Record excerpts:
....
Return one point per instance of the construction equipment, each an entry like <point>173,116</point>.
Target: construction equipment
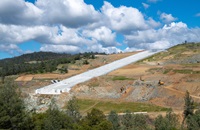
<point>160,82</point>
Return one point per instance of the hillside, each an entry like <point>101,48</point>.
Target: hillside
<point>178,67</point>
<point>40,62</point>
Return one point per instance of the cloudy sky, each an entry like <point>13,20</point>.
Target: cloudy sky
<point>74,26</point>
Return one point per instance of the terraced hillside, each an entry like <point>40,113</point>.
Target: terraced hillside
<point>178,67</point>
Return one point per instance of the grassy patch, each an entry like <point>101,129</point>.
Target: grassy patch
<point>185,71</point>
<point>166,71</point>
<point>107,106</point>
<point>121,78</point>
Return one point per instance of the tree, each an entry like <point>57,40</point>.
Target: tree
<point>12,110</point>
<point>127,120</point>
<point>169,122</point>
<point>188,107</point>
<point>95,120</point>
<point>73,109</point>
<point>114,119</point>
<point>56,120</point>
<point>193,121</point>
<point>139,122</point>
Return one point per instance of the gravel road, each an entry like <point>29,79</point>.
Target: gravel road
<point>67,84</point>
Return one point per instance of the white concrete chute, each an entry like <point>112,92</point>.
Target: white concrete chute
<point>67,84</point>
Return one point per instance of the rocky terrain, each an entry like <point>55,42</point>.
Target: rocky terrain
<point>178,68</point>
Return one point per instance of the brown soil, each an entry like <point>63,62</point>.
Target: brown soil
<point>142,85</point>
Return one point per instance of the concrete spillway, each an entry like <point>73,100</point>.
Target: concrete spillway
<point>67,84</point>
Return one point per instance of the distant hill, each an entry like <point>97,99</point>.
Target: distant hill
<point>187,53</point>
<point>39,62</point>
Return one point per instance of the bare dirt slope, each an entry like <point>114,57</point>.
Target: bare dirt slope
<point>178,68</point>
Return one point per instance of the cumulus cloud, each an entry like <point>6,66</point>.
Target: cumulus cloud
<point>19,12</point>
<point>197,15</point>
<point>124,19</point>
<point>167,18</point>
<point>164,37</point>
<point>60,48</point>
<point>154,1</point>
<point>102,35</point>
<point>70,13</point>
<point>146,6</point>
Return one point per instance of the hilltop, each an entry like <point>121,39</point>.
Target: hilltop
<point>178,67</point>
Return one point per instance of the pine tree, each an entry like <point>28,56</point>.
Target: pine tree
<point>188,107</point>
<point>12,110</point>
<point>73,109</point>
<point>114,119</point>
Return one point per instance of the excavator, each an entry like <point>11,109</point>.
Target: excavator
<point>160,82</point>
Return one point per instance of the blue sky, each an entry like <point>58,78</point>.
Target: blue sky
<point>74,26</point>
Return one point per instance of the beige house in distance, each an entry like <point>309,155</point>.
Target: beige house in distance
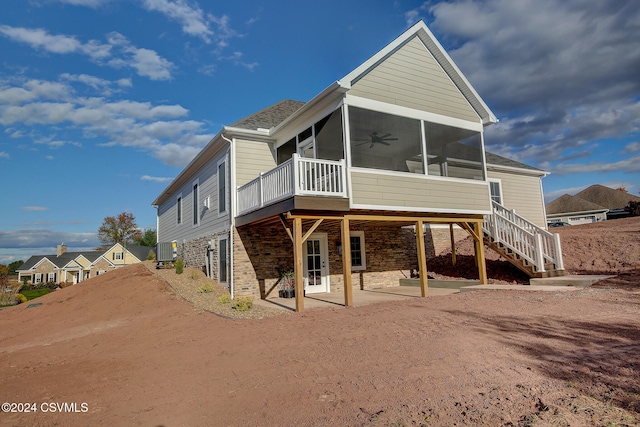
<point>74,267</point>
<point>343,190</point>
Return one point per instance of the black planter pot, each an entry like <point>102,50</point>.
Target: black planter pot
<point>287,293</point>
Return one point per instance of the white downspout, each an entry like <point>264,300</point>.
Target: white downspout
<point>232,209</point>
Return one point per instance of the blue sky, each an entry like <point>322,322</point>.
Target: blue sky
<point>102,102</point>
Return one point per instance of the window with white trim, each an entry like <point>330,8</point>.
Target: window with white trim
<point>358,255</point>
<point>179,209</point>
<point>222,260</point>
<point>496,190</point>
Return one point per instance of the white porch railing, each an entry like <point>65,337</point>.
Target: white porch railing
<point>297,176</point>
<point>533,243</point>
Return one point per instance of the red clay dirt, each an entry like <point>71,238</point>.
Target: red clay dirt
<point>133,353</point>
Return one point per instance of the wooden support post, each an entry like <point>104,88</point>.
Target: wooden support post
<point>422,259</point>
<point>346,263</point>
<point>453,245</point>
<point>297,263</point>
<point>482,263</point>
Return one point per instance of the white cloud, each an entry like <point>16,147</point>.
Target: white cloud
<point>557,73</point>
<point>161,130</point>
<point>191,17</point>
<point>118,53</point>
<point>155,178</point>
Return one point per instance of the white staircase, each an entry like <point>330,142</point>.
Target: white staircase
<point>529,247</point>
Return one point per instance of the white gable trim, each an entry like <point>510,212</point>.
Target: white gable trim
<point>441,56</point>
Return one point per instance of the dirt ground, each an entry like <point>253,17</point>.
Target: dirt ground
<point>124,349</point>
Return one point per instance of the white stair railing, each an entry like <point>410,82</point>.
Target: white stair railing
<point>529,241</point>
<point>297,176</point>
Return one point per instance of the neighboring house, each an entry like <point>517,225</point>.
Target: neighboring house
<point>594,203</point>
<point>74,267</point>
<point>341,189</point>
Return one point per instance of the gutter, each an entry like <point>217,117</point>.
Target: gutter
<point>232,205</point>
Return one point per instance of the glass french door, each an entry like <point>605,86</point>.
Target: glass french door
<point>316,266</point>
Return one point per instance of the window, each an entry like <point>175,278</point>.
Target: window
<point>496,191</point>
<point>453,151</point>
<point>179,209</point>
<point>384,141</point>
<point>196,204</point>
<point>222,260</point>
<point>358,258</point>
<point>222,188</point>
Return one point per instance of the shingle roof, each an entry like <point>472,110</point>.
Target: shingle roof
<point>494,159</point>
<point>270,116</point>
<point>607,197</point>
<point>569,204</point>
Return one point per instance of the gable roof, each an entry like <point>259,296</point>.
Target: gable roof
<point>270,116</point>
<point>434,47</point>
<point>572,204</point>
<point>607,197</point>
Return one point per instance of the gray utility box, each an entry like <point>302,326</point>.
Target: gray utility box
<point>166,251</point>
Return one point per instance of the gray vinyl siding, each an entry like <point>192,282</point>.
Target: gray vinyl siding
<point>419,192</point>
<point>252,158</point>
<point>210,221</point>
<point>411,77</point>
<point>522,193</point>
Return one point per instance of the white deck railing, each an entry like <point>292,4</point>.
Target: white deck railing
<point>533,243</point>
<point>297,176</point>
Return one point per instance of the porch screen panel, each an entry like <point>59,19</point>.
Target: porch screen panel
<point>329,144</point>
<point>384,141</point>
<point>454,152</point>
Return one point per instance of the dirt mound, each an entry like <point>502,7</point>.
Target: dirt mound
<point>123,349</point>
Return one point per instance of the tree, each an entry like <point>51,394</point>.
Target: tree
<point>120,229</point>
<point>149,238</point>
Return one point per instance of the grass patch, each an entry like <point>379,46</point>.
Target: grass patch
<point>35,293</point>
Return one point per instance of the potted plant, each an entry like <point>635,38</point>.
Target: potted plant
<point>287,286</point>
....
What is required:
The material above holds pictures; copy everything else in it exactly.

Response for this exercise:
Return one point per instance of the construction equipment, each an entry like <point>173,116</point>.
Target: construction equipment
<point>160,82</point>
Return one point per instance of the hillside, each an entry like <point>101,48</point>.
Target: hillside
<point>178,67</point>
<point>40,62</point>
Return one point per instance of the cloudy sky, each an entry like <point>13,20</point>.
Target: cloudy sky
<point>74,26</point>
Return one point per instance of the terraced hillside, each an entry like <point>40,113</point>.
Target: terraced hillside
<point>178,67</point>
Return one point per instance of the grassy patch, each an entry like <point>101,129</point>.
Target: grassy patch
<point>185,71</point>
<point>166,71</point>
<point>107,106</point>
<point>121,78</point>
Return one point per instance of the tree, each an entry like <point>57,40</point>.
Target: tree
<point>12,110</point>
<point>127,120</point>
<point>169,122</point>
<point>188,107</point>
<point>95,120</point>
<point>73,109</point>
<point>114,119</point>
<point>56,120</point>
<point>193,121</point>
<point>139,122</point>
Return one point per instance of the gravel road, each an entry like <point>29,79</point>.
Target: gravel road
<point>67,84</point>
Return one point per instance of the white concrete chute, each an entry like <point>112,92</point>.
Target: white concrete chute
<point>67,84</point>
Return one point per instance of the rocky terrain, each an entry like <point>55,42</point>.
Target: rocky terrain
<point>178,68</point>
Return one point per instance of the brown soil, each an entry like <point>63,62</point>.
Target: brown soil
<point>142,85</point>
Return one point per instance of the concrete spillway, each an entry like <point>73,100</point>.
Target: concrete spillway
<point>67,84</point>
Return one point per instance of the distant hill, each an entry like <point>97,99</point>.
Target: distant hill
<point>187,53</point>
<point>39,62</point>
Return one point per instance of the bare dirt slope, each an entry like <point>114,57</point>.
Target: bare dirt slope
<point>178,68</point>
Return one point per instance of the cumulus cloud, each an entry like <point>6,66</point>.
Target: cumulus cloud
<point>19,12</point>
<point>197,15</point>
<point>124,19</point>
<point>167,18</point>
<point>164,37</point>
<point>60,48</point>
<point>154,1</point>
<point>102,35</point>
<point>70,13</point>
<point>146,6</point>
Return one point per instance of the hilltop, each an entry like <point>121,39</point>.
Target: hilltop
<point>178,67</point>
Return one point per instance of the pine tree, each an entry like <point>28,56</point>.
Target: pine tree
<point>188,107</point>
<point>12,110</point>
<point>73,109</point>
<point>114,119</point>
Return one point per instance of the excavator, each an entry like <point>11,109</point>.
Target: excavator
<point>160,82</point>
Return one point per instance of the blue sky, each an entry like <point>58,78</point>.
Target: blue sky
<point>74,26</point>
Return one point per instance of the beige house in distance, each an entry like <point>309,155</point>.
Target: beige house in distance
<point>74,267</point>
<point>343,190</point>
Return one point per instance of the black planter pot, each an entry like <point>102,50</point>.
Target: black planter pot
<point>287,293</point>
Return one point per instance of the white downspout, each an entry like <point>264,300</point>.
Target: white downspout
<point>232,209</point>
Return one point per instance of the blue sky, each an entry like <point>322,322</point>.
Target: blue sky
<point>102,102</point>
Return one point per instance of the window with white trim, each an entry like <point>330,8</point>.
Target: window with white trim
<point>358,255</point>
<point>179,209</point>
<point>222,260</point>
<point>496,190</point>
Return one point per instance of the white porch railing, each an entry like <point>65,337</point>.
Target: white porch railing
<point>297,176</point>
<point>533,243</point>
Return one point per instance of the red clay dirt, each an entry like <point>71,238</point>.
Target: red clay dirt
<point>133,353</point>
Return one point per instance of the wooden support post, each an entry like <point>104,88</point>.
Target: wooden support post
<point>422,259</point>
<point>346,263</point>
<point>453,245</point>
<point>297,263</point>
<point>482,263</point>
Return one point per instance of the white cloud, each an entry like <point>16,147</point>.
Target: white cloud
<point>557,73</point>
<point>161,130</point>
<point>191,17</point>
<point>118,53</point>
<point>155,178</point>
Return one point per instance of the white staircase, each an entry like <point>330,142</point>.
Target: white staircase
<point>529,247</point>
Return one point per instance of the white gable trim, each an entry like <point>510,212</point>.
Target: white gable trim
<point>441,56</point>
Return one point per instance of the dirt ground, each an entry like <point>253,17</point>.
Target: dirt ground
<point>124,349</point>
Return one point per instance of the white stair railing, each an entry like <point>410,82</point>.
Target: white stair railing
<point>529,241</point>
<point>297,176</point>
Return one point per instance of the neighboring house, each an entry like <point>517,225</point>.
Target: neighboring house
<point>594,203</point>
<point>74,267</point>
<point>341,189</point>
Return one point per instance of the gutter, each an entry like <point>217,117</point>.
Target: gutter
<point>232,205</point>
Return one point per instance of the glass french door, each an entry like <point>605,86</point>.
Target: glass french door
<point>316,266</point>
Return one point per instance of the window, each an entry like <point>175,278</point>.
Target: window
<point>496,191</point>
<point>453,151</point>
<point>179,209</point>
<point>384,141</point>
<point>196,204</point>
<point>222,260</point>
<point>358,258</point>
<point>222,188</point>
Return one point per instance of the shingle roof, each an entry like <point>472,110</point>.
Target: shingle roof
<point>494,159</point>
<point>270,116</point>
<point>607,197</point>
<point>569,204</point>
Return one point per instance of the gable roof, each an entry like <point>259,296</point>.
Target: gable roof
<point>270,116</point>
<point>434,47</point>
<point>572,204</point>
<point>607,197</point>
Return one point per instance of the gray utility box, each an entry like <point>302,326</point>.
Target: gray utility box
<point>166,251</point>
Return one point per instance of the gray vinyl siding, each an entry like <point>192,282</point>.
Target: gray vinyl siding
<point>419,192</point>
<point>252,158</point>
<point>210,221</point>
<point>411,77</point>
<point>522,193</point>
Return one point per instance of the white deck railing, each an entry like <point>292,4</point>.
Target: white deck railing
<point>533,243</point>
<point>297,176</point>
Return one point per instance of the porch screen panel, each an entry like <point>59,19</point>.
Target: porch screen panel
<point>329,144</point>
<point>384,141</point>
<point>454,152</point>
Return one point per instance of the dirt mound, each an entry like <point>502,7</point>.
Target: dirt mound
<point>123,349</point>
Return one point per instance of the tree, each an entry like <point>51,394</point>.
Target: tree
<point>120,229</point>
<point>149,238</point>
Return one point per instance of the grass patch, each an entry like <point>379,46</point>.
Target: grass patch
<point>35,293</point>
Return one point per instance of the potted plant, each an entry like <point>635,38</point>.
Target: potted plant
<point>287,286</point>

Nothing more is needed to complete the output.